> [Input data]

^^^^^^^^

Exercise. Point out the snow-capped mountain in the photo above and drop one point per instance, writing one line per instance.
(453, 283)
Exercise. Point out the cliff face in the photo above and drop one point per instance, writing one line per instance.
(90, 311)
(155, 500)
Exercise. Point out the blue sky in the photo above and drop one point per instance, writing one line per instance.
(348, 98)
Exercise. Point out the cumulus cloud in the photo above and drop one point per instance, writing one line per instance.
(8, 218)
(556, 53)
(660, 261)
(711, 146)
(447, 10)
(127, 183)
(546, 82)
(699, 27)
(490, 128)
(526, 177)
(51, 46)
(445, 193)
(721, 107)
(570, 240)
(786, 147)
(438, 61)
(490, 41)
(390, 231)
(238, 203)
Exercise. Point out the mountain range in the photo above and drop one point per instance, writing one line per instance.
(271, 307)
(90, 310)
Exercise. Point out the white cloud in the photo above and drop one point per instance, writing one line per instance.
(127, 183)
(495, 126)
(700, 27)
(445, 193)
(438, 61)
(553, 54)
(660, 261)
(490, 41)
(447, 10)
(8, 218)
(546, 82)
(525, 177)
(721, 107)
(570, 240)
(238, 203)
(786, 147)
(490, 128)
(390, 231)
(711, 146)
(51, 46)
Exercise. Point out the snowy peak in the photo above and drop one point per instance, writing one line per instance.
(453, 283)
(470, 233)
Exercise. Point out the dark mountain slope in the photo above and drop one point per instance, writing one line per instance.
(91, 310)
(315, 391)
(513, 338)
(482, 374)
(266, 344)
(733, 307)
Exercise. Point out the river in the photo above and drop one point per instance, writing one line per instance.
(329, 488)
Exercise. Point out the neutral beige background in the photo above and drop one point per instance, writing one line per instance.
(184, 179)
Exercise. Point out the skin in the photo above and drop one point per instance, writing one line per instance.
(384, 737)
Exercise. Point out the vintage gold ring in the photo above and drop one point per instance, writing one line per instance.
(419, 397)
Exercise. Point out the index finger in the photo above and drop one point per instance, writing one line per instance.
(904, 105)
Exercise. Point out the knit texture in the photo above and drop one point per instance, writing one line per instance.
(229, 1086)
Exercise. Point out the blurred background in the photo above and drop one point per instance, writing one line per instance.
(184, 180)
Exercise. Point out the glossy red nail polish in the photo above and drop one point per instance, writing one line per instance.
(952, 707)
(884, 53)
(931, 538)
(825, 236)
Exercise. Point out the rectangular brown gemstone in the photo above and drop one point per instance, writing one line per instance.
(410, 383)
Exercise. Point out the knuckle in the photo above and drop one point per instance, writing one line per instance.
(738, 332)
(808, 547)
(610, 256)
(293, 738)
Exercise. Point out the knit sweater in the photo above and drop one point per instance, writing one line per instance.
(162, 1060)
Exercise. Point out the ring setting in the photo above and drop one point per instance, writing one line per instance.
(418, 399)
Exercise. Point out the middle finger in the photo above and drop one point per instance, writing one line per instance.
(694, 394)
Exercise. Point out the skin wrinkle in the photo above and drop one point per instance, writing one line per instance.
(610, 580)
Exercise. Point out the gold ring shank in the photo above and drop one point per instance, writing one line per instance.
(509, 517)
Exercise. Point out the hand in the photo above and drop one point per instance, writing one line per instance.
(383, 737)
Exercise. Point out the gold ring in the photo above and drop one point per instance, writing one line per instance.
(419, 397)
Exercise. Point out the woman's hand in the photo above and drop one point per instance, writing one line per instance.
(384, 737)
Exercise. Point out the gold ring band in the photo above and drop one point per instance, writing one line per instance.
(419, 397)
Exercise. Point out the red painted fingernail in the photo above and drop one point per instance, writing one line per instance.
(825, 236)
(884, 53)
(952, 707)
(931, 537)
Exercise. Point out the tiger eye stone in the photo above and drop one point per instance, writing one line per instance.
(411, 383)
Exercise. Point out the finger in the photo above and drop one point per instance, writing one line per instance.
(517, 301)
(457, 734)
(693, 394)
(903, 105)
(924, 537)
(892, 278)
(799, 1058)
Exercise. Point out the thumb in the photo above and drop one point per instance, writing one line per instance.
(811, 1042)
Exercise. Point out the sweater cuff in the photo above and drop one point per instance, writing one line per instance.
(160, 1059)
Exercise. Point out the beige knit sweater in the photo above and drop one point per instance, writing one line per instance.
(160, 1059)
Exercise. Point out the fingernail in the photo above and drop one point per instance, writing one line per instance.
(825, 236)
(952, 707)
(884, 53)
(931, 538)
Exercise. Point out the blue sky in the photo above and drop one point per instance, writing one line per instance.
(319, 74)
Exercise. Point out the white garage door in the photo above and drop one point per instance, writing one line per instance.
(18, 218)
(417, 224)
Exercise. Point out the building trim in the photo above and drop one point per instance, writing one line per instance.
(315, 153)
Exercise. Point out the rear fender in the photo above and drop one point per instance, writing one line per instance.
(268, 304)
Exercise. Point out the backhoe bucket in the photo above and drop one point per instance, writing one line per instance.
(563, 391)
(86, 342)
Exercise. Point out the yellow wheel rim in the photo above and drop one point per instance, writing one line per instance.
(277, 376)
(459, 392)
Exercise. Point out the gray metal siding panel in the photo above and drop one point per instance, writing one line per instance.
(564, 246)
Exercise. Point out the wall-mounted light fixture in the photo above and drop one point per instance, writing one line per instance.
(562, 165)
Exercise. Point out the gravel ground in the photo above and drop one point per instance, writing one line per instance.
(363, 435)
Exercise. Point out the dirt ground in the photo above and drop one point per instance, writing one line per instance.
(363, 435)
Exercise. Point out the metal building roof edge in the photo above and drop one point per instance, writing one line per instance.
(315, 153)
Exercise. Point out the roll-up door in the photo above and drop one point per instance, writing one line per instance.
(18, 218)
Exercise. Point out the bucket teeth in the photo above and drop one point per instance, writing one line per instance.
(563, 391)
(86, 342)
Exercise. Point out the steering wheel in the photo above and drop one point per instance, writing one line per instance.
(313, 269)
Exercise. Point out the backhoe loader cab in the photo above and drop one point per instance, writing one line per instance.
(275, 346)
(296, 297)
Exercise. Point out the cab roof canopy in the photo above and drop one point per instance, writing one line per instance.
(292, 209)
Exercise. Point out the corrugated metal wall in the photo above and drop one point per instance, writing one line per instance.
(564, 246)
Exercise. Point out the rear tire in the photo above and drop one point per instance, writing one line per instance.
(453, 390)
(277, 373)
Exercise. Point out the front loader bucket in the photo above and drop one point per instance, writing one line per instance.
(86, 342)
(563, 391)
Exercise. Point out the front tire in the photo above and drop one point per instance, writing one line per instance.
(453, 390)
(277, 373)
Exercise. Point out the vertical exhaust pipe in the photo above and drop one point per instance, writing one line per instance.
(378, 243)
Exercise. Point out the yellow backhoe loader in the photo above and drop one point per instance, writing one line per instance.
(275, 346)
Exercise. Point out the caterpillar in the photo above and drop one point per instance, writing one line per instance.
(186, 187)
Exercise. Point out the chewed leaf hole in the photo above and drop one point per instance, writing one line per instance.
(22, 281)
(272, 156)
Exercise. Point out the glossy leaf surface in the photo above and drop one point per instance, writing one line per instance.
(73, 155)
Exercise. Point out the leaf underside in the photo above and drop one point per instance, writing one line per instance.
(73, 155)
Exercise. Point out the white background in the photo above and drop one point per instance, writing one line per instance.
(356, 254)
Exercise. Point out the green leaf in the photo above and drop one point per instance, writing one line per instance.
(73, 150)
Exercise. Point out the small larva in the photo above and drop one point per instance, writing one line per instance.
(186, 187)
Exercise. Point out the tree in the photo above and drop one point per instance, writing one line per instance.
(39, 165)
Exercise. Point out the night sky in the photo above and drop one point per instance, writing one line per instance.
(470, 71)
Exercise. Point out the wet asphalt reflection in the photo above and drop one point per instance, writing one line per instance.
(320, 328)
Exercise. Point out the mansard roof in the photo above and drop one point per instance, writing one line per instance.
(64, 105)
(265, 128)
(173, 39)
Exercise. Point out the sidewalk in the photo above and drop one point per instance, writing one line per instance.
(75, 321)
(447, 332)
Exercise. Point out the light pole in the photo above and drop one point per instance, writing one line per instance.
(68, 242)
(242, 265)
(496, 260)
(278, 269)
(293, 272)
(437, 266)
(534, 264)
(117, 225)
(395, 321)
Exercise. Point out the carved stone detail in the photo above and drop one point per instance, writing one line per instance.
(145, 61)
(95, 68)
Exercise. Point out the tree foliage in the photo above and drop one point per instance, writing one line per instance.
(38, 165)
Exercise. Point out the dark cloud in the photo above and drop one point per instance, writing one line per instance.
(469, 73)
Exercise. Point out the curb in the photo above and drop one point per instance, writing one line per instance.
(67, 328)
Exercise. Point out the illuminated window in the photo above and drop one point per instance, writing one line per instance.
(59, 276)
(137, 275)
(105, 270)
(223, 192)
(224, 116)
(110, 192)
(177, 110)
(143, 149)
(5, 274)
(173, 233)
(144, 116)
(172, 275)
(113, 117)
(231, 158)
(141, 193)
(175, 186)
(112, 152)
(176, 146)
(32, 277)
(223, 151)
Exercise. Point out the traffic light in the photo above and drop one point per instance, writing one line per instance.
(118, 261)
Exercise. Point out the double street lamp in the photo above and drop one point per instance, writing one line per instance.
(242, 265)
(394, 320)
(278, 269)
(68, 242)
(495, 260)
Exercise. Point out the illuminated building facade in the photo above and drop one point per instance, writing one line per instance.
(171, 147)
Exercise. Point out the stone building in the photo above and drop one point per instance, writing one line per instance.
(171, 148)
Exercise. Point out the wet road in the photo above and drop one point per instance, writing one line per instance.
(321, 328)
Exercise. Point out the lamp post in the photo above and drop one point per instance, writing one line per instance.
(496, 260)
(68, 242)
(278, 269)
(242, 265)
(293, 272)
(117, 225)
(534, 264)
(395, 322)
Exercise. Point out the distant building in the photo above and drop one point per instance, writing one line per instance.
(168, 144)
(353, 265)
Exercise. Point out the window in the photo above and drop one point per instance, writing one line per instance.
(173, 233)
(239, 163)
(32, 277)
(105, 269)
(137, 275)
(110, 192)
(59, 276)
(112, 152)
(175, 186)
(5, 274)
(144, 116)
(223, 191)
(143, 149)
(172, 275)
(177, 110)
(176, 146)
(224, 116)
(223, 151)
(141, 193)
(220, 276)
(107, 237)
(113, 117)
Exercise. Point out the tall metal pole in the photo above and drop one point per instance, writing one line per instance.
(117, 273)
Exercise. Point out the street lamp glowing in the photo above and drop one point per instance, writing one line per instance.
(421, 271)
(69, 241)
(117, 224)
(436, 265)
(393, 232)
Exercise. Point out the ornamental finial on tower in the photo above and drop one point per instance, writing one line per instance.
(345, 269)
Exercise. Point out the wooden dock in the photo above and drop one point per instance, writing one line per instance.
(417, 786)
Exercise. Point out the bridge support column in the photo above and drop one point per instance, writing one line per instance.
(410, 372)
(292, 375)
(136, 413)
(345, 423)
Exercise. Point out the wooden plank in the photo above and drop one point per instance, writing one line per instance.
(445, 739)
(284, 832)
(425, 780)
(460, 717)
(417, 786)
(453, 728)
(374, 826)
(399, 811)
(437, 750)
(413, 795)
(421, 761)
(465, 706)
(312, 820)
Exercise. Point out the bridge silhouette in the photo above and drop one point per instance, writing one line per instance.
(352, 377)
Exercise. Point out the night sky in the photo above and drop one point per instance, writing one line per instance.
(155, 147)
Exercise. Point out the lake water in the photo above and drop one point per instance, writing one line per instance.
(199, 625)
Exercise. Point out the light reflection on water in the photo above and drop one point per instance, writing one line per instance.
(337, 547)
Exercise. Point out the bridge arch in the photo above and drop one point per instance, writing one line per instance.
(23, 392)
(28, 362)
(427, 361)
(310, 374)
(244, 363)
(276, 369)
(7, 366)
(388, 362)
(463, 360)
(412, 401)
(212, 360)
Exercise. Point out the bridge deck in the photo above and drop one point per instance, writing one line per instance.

^^^^^^^^

> [Exercise details] Rewrite the material from the line with "Exercise. Point out the gold ring band" up to and including the line with "(811, 1042)", replacing "tiger eye stone" with "amber stone" and leaving everything else unchanged.

> [Expected answer]
Exercise. Point out the gold ring band in the photo above and drop one point per instance, writing one line per instance.
(419, 397)
Exercise. Point out the red painted fingernail in the photo above and drop one point per instance, writing one line per instance.
(825, 236)
(884, 53)
(952, 707)
(931, 537)
Exercise. Point out the amber stone in the photo above and drop one point per instance, writing one line per instance.
(411, 383)
Exercise. Point out the finger in the photo above and drop one point per instance, writing one line per instance.
(517, 301)
(457, 734)
(693, 394)
(903, 105)
(924, 537)
(892, 278)
(799, 1058)
Exercise. Point out the thumb in the photo above and drop one point per instance, writing one line per instance.
(811, 1042)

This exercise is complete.